Exercise requirements => Put every line of the records below into a numbered list, skipping blank lines and leaving out the pictures.

Rows taken from a pointing dataset
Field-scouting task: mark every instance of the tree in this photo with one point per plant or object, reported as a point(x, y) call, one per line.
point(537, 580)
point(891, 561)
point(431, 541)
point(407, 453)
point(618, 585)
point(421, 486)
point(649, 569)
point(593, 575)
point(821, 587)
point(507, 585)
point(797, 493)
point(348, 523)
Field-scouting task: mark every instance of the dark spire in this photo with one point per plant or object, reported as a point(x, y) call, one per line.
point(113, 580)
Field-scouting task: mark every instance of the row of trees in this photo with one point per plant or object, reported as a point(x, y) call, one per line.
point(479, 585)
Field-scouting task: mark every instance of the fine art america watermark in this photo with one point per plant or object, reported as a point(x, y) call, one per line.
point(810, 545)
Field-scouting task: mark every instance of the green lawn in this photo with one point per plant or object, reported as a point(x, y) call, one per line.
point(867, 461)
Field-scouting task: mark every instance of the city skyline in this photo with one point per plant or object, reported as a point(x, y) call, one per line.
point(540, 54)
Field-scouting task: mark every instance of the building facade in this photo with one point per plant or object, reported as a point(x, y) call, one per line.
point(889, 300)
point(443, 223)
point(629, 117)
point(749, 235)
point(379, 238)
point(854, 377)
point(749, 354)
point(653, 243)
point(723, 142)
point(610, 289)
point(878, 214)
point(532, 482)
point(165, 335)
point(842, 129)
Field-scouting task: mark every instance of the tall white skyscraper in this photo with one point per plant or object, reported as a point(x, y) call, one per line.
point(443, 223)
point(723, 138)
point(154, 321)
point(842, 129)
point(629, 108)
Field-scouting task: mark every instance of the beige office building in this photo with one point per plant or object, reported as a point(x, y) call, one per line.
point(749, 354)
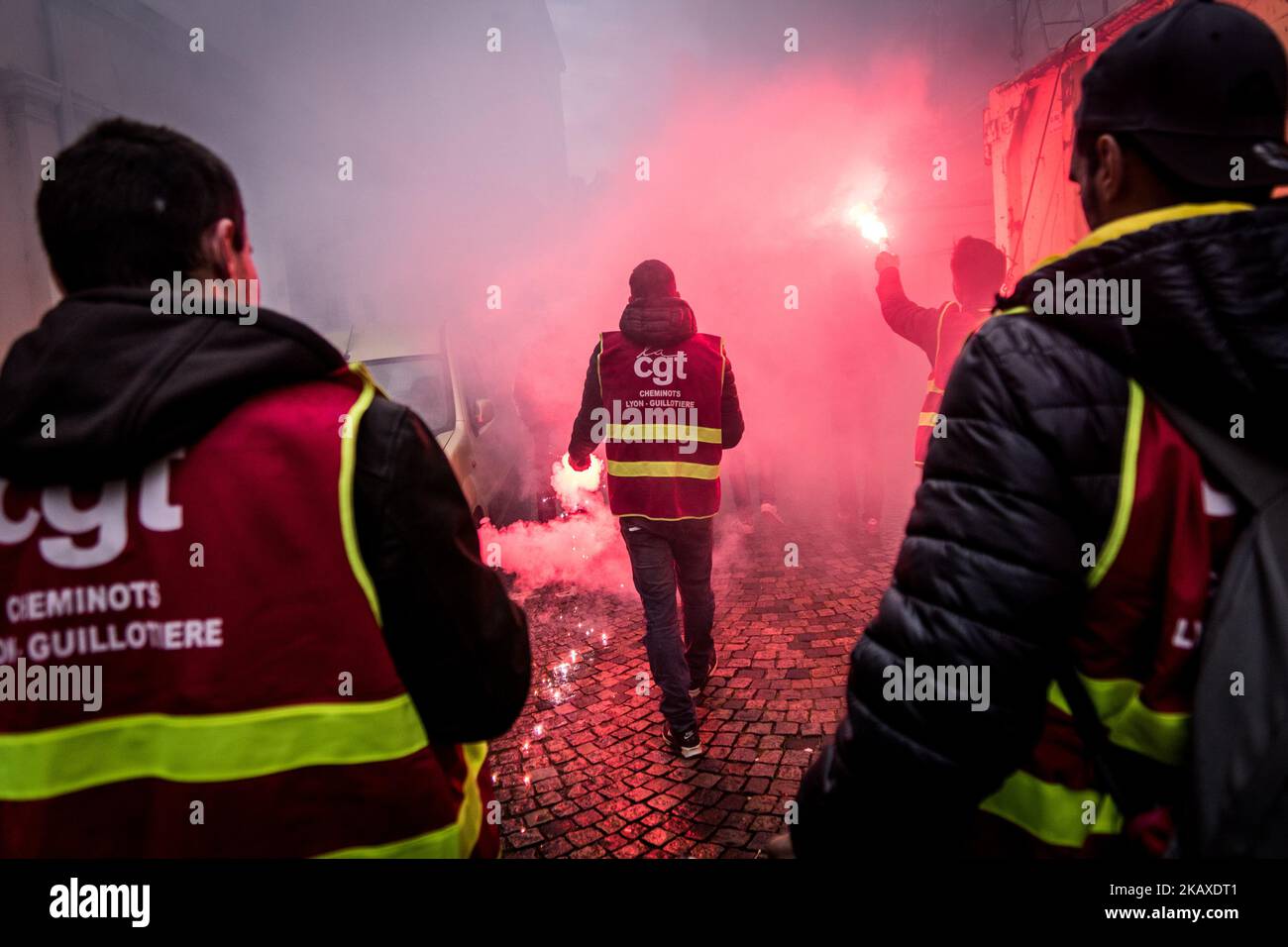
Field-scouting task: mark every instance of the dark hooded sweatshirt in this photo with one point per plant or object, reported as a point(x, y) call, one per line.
point(128, 386)
point(990, 573)
point(662, 321)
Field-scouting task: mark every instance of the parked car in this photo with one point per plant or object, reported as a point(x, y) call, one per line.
point(475, 424)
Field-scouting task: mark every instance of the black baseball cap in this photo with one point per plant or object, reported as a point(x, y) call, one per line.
point(1197, 85)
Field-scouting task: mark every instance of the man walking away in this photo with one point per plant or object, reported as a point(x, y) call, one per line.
point(661, 395)
point(978, 269)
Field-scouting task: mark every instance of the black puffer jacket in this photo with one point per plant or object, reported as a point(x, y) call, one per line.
point(990, 573)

Output =>
1. Field-scouting task: mark every instance of the tree in this photo with one point per plant or object, reported as a point(x, y) call, one per line.
2. point(537, 580)
3. point(891, 561)
4. point(431, 541)
5. point(407, 453)
6. point(618, 585)
7. point(421, 486)
8. point(649, 569)
9. point(593, 575)
10. point(821, 587)
11. point(507, 585)
12. point(797, 493)
13. point(348, 523)
14. Field-scouting task: mark every instance of the dark spire in this photo with one point per plant or object, reported as a point(x, y) call, one per line.
15. point(113, 580)
16. Field-scouting task: mark every instance of the row of trees in this photo with one point per plant or object, reported as a point(x, y) call, one per line.
17. point(479, 585)
18. Field-scouting task: mark every instance of the fine art america watermark in this photo with one point per plant or object, reported as a point(x, y) call, one per line.
19. point(810, 545)
20. Field-scouting task: mark every instance of the green lawn in this photo with one point per plant or object, reported as a point(x, y) call, one per line.
21. point(867, 461)
22. Field-scouting task: mark every instance of the city skyline in this photo with one point per plant or object, reported as a point(x, y) call, one per line.
23. point(540, 54)
24. Field-scouting task: mark every instance of the building facade in this photo with one point per plant or object, reported as a point(x, y) call, one per line.
25. point(889, 300)
26. point(443, 223)
27. point(629, 117)
28. point(749, 235)
29. point(379, 238)
30. point(854, 377)
31. point(749, 354)
32. point(653, 243)
33. point(723, 142)
34. point(610, 289)
35. point(878, 214)
36. point(532, 482)
37. point(165, 335)
38. point(842, 129)
39. Field-scouting task: mark every instance of the tall white skyscraper in this photo with one point per plant or object, reported as a point(x, y) call, one per line.
40. point(443, 223)
41. point(723, 138)
42. point(154, 321)
43. point(842, 129)
44. point(629, 108)
45. Field-scouting task: mark every instance of the beige office building in this photo with one point per plant or object, reported as a point(x, y) call, one per line.
46. point(749, 354)
47. Field-scouting task: mark every instance of the dark hooded sweatshirt in this photo with one point per plant or object, reported as a point(x, y) call, one per line.
48. point(128, 386)
49. point(990, 573)
50. point(662, 321)
51. Field-scouting task: mark every instance of the parked car in this photo with one point per plant or object, reported as a point(x, y) call, one per line.
52. point(475, 424)
53. Field-scouting task: mark every instance of the black baseball cap in this photo with one point per plant or object, reported as a point(x, y) call, one per line.
54. point(1197, 85)
55. Field-scouting task: mark every instance of the man walking away in this photo with one point per plant or object, reported as a point(x, y) call, one per line.
56. point(661, 395)
57. point(978, 269)
58. Field-scouting task: mark every instance of the black puffer jacket in this photo with one point per plant or object, reported as a point(x, y) call, one per line.
59. point(990, 573)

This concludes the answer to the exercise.